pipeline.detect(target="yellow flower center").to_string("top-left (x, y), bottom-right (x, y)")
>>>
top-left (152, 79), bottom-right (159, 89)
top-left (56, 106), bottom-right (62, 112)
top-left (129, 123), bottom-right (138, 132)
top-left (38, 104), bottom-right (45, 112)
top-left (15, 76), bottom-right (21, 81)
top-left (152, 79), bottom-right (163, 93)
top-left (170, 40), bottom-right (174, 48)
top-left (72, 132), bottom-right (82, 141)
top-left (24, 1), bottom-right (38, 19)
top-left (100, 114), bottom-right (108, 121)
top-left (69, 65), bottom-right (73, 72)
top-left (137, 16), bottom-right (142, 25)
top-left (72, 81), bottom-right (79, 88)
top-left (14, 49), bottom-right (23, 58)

________________

**Task goal:**
Can you revise the listing above by swapping "yellow flower center" for "flower center" and leaving every other character untouched?

**Task result:**
pipeline.detect(target="flower center").to_string("top-left (x, y), bottom-right (x, y)")
>>>
top-left (152, 79), bottom-right (159, 89)
top-left (56, 106), bottom-right (62, 112)
top-left (129, 123), bottom-right (138, 132)
top-left (38, 104), bottom-right (45, 112)
top-left (15, 76), bottom-right (21, 81)
top-left (152, 79), bottom-right (163, 93)
top-left (170, 40), bottom-right (174, 48)
top-left (72, 132), bottom-right (82, 141)
top-left (24, 1), bottom-right (38, 19)
top-left (100, 114), bottom-right (108, 121)
top-left (69, 65), bottom-right (73, 72)
top-left (137, 16), bottom-right (142, 25)
top-left (72, 81), bottom-right (79, 88)
top-left (14, 49), bottom-right (23, 58)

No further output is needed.